Start of Extracted material

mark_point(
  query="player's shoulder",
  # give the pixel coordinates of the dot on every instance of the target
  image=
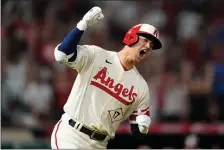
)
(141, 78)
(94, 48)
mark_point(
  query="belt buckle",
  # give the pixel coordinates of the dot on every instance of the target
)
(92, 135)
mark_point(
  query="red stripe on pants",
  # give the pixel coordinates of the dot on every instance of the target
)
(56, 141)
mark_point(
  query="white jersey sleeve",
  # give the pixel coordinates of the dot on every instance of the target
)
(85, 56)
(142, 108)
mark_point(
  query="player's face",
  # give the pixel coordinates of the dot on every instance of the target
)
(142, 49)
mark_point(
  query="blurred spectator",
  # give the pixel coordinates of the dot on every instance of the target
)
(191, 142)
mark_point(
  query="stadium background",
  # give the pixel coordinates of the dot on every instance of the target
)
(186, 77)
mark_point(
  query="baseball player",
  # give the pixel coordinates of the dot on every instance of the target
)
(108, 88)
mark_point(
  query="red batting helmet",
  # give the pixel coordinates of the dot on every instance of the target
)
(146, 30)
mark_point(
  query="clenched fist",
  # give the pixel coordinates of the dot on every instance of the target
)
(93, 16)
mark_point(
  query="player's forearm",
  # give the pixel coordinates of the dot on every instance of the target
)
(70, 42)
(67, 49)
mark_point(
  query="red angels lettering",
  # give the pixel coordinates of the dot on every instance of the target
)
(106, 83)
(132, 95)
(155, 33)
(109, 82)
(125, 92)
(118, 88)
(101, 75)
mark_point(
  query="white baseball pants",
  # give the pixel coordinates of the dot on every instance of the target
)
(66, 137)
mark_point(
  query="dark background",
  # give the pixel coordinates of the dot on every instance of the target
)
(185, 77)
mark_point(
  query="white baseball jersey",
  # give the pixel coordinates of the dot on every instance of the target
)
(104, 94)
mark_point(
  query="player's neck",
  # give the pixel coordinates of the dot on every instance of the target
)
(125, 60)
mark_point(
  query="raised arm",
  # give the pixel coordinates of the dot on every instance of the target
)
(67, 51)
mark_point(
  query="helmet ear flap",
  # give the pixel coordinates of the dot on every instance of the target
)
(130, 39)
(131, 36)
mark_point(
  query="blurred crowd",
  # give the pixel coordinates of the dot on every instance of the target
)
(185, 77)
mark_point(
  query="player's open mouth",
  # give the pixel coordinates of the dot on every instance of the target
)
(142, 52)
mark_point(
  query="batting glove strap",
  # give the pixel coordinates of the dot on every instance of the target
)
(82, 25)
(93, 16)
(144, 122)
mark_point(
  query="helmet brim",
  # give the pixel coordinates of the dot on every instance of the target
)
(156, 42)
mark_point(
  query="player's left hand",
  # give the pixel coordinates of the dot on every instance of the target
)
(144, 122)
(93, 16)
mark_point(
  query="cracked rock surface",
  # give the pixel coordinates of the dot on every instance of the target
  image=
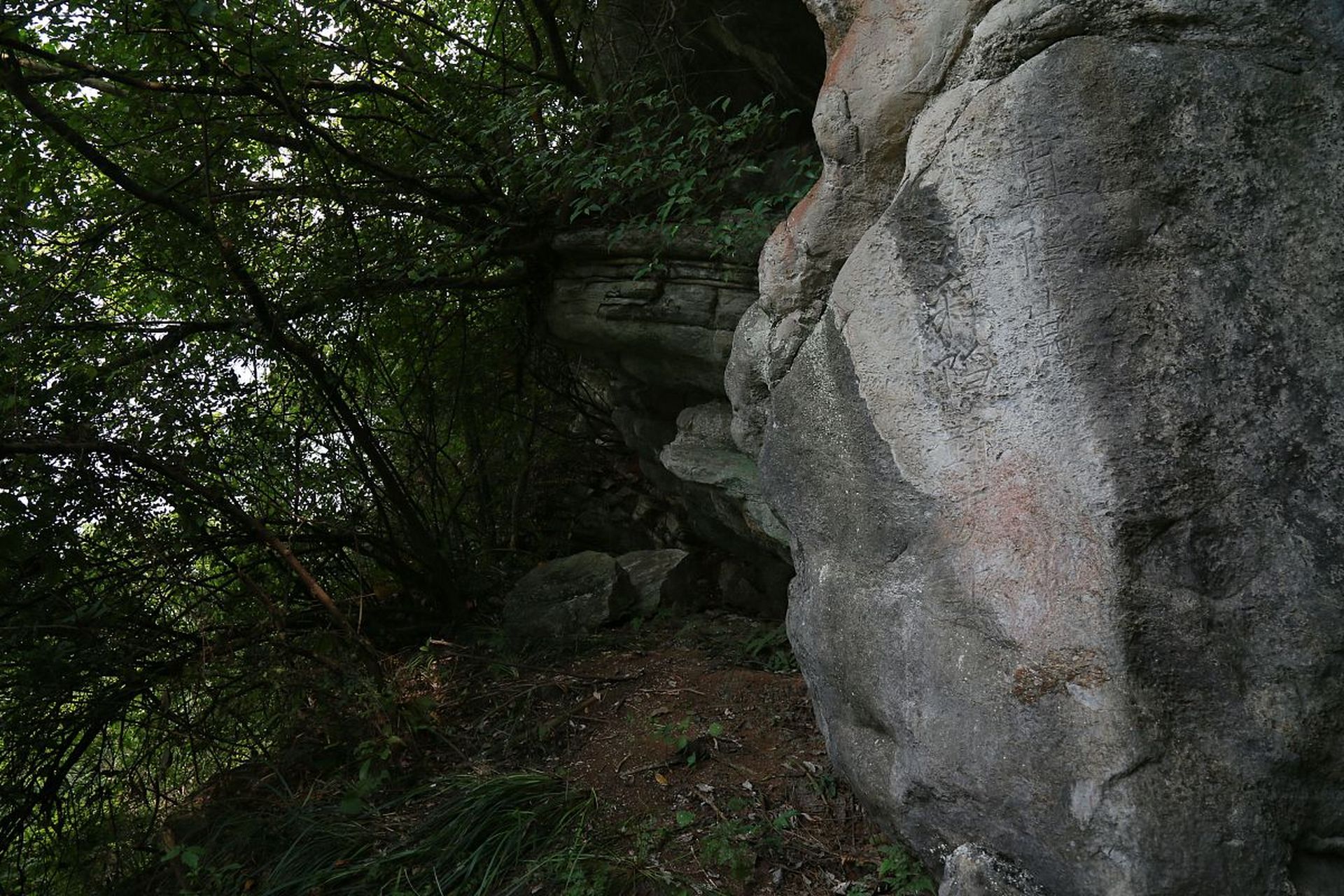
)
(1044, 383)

End of Extracted material
Start of Extracted material

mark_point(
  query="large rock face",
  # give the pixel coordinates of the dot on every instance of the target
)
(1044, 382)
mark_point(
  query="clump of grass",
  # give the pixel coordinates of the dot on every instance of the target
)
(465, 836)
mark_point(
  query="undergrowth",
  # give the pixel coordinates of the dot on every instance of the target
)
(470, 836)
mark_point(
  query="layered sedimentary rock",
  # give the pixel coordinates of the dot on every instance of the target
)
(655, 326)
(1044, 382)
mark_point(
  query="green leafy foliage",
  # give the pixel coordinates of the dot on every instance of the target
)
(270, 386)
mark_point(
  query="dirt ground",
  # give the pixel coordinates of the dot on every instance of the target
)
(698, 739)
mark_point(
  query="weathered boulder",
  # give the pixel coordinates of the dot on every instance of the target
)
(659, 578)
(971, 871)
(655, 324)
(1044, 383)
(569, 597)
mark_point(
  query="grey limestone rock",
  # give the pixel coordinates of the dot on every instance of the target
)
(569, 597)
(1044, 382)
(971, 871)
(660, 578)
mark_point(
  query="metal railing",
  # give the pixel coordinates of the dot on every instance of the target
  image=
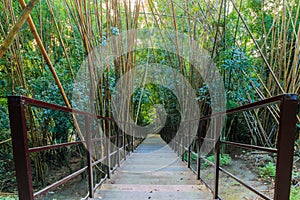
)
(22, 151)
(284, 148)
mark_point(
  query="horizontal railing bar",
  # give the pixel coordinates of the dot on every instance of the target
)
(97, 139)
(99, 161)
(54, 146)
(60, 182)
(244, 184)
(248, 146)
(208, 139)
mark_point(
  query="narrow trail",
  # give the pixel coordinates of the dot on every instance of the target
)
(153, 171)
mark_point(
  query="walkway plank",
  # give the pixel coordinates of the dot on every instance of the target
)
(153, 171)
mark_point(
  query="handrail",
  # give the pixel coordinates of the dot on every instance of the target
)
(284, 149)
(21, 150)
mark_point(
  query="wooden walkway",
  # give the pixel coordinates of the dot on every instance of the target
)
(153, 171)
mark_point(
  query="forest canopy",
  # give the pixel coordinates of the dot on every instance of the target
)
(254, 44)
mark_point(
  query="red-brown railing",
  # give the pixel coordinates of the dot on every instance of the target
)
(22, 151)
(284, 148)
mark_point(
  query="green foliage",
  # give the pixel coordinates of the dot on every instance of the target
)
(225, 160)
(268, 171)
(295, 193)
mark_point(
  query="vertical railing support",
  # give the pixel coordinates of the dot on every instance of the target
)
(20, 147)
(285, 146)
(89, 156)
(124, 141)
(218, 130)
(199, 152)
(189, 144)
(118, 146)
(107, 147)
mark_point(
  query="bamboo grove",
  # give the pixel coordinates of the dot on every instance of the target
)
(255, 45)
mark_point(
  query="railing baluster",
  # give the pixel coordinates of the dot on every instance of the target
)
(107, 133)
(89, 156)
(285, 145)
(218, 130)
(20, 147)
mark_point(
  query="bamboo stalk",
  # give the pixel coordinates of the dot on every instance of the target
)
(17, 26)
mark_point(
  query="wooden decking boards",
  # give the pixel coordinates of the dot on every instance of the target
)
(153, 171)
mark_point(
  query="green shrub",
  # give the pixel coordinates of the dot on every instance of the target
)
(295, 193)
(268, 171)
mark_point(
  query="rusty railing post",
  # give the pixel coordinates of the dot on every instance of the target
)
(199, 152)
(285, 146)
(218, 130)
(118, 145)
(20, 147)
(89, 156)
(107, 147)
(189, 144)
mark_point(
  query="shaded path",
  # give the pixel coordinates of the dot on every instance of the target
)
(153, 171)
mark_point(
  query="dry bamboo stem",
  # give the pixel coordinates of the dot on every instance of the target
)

End of Extracted material

* **What you are asked to do**
Please state how many lines of the records above contain the string "pants", with case counting, and give only the number.

* **Exercise solution**
2